PAGE TEXT:
———

Some websites permit downloading for “personal non-commercial use”. GitHub states in its Acceptable Use Policies that

You may scrape the website for the following reasons:

* Researchers may scrape public, non-personal information from the
  Service for research purposes, only if any publications resulting
  from that research are open access.

* Archivists may scrape the Service for public data for archival purposes.

You may not scrape the Service for spamming purposes, including for
the purposes of selling User Personal Information (as defined in the
GitHub Privacy Statement), such as to recruiters, headhunters, and job
boards.

All use of data gathered through scraping must comply with the GitHub
Privacy Statement.

There is also a plethora of websites that do not mention downloading, robots and scraping. Scraping such pages is a legally gray area. Other websites that are concerned with what happens to the scraped data. Feasting at home states:

You may NOT republish my recipe(s). I want Feasting at Home to
remain the exclusive source for my recipes. Do not republish on
your blog, printed materials, website, email newsletter or even on
social media- always link back to the recipe. 

Again, my recipes are copyrighted material and may not be
published elsewhere.

While the legal issues may feel like a nuisance for a technology enthusiast, web scraping touches genuine questions about property rights, privacy, and free-riding. After all, many website creators have done a real effort and spent non-trivial resources to build and maintain the website. They may make the data available for browsers (not scrapers!) to support their business plan. But scrapers do not help with their business plan, and in some case may forward the data to a competitor instead.

———

PROVIDED INFORMATION:
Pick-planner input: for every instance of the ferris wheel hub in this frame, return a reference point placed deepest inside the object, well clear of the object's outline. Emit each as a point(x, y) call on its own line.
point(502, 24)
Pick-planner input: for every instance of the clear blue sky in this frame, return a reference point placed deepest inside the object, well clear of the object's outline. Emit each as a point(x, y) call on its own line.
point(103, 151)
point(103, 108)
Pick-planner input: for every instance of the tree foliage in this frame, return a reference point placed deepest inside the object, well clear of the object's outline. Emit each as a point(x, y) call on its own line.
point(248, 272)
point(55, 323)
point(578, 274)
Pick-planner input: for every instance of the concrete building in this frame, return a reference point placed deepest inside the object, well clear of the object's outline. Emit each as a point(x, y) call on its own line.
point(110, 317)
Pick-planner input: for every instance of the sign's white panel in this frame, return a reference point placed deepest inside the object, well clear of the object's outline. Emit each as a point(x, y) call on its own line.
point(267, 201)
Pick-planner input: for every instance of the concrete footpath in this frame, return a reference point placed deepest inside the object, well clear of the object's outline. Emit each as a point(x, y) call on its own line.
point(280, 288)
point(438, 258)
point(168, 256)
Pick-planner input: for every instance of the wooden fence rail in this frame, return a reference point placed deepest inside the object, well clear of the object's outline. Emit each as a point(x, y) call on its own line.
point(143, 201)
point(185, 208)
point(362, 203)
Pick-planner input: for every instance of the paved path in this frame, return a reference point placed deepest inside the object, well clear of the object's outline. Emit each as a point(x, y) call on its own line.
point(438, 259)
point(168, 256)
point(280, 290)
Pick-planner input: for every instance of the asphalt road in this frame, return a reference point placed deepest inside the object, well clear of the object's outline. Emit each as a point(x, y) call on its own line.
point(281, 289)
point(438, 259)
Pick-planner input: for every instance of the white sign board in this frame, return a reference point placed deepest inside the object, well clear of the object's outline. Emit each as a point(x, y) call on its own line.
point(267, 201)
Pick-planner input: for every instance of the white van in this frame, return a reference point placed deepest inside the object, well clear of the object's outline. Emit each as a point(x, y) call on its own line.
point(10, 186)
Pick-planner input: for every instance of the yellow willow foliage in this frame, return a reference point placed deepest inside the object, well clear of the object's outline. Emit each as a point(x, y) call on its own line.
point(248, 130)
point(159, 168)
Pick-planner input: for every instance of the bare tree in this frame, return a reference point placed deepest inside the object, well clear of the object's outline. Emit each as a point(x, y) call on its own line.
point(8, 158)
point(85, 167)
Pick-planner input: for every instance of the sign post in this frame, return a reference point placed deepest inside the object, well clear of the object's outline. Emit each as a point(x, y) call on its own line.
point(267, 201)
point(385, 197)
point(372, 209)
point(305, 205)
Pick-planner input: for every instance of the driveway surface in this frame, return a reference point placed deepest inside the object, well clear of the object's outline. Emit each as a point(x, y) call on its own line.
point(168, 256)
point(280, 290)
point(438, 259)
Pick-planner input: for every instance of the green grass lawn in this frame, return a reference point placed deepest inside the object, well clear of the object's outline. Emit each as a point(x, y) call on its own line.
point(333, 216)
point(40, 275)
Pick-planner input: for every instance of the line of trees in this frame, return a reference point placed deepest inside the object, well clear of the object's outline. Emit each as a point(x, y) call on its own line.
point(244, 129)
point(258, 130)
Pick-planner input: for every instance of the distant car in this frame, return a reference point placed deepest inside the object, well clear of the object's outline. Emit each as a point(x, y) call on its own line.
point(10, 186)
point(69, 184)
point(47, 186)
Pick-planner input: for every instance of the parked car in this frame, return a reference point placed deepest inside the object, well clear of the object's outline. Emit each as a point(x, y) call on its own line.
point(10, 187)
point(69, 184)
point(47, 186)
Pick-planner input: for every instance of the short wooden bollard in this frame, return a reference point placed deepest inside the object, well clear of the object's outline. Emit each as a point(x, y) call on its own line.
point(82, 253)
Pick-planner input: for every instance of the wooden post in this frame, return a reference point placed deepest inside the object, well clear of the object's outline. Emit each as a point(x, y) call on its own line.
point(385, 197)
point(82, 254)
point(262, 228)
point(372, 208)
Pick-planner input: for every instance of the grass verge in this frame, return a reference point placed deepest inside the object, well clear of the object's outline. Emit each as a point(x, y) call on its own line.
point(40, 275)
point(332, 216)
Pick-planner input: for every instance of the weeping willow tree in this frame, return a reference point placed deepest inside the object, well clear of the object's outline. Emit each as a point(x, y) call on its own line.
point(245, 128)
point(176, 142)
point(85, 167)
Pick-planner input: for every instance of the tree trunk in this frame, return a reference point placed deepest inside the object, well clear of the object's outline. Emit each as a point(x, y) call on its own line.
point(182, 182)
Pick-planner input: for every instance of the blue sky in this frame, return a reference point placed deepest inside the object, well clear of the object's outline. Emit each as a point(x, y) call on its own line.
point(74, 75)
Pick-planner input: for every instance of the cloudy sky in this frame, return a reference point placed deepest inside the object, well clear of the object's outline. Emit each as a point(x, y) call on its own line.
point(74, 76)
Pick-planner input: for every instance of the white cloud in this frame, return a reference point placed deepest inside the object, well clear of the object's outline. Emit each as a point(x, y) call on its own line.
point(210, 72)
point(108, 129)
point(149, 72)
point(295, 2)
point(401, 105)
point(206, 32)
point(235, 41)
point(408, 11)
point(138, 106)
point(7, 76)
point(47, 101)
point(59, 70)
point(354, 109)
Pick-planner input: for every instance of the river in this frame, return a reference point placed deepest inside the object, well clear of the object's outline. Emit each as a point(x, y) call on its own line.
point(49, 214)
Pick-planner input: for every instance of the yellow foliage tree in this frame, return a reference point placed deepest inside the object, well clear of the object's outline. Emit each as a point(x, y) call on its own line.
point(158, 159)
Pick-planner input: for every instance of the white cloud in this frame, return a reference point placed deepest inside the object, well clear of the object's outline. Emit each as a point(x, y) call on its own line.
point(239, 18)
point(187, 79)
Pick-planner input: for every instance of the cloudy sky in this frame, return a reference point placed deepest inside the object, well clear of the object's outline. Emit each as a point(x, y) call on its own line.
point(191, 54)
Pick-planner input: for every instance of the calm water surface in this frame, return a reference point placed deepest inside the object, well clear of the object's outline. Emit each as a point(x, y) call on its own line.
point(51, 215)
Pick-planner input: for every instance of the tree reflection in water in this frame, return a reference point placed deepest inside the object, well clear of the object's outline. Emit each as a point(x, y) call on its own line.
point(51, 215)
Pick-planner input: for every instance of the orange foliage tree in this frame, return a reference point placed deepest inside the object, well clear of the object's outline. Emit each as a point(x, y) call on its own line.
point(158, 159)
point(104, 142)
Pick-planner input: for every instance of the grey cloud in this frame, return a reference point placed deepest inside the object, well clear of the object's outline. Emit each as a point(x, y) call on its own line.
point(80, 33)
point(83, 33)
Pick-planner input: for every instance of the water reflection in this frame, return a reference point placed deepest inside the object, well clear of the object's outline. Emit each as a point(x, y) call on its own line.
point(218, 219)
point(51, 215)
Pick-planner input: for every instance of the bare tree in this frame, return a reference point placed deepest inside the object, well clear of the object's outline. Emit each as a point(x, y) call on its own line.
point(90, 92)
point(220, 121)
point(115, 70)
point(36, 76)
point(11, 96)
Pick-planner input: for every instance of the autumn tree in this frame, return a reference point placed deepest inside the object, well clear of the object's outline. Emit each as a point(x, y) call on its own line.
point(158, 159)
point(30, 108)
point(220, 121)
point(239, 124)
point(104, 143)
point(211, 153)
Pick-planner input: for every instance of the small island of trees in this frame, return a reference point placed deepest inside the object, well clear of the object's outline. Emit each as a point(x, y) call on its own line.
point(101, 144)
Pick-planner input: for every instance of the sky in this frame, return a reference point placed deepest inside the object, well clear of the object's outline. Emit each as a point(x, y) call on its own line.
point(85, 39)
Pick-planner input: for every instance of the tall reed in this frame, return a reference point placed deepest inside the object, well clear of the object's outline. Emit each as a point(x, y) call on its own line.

———

GOALS:
(1) In the web scraping text, what condition must publications from researchers' scraping meet under GitHub's policy?
(2) Rewrite the part of the web scraping text starting at "Again, my recipes" and ending at "a competitor instead.", changing "website creators" to "site owners".
Rely only on the web scraping text.

ANSWERS TO THE TASKS:
(1) They must be open access.

(2)
Again, my recipes are copyrighted material and may not be
published elsewhere.

While the legal issues may feel like a nuisance for a technology enthusiast, web scraping touches genuine questions about property rights, privacy, and free-riding. After all, many site owners have done a real effort and spent non-trivial resources to build and maintain the website. They may make the data available for browsers (not scrapers!) to support their business plan. But scrapers do not help with their business plan, and in some case may forward the data to a competitor instead.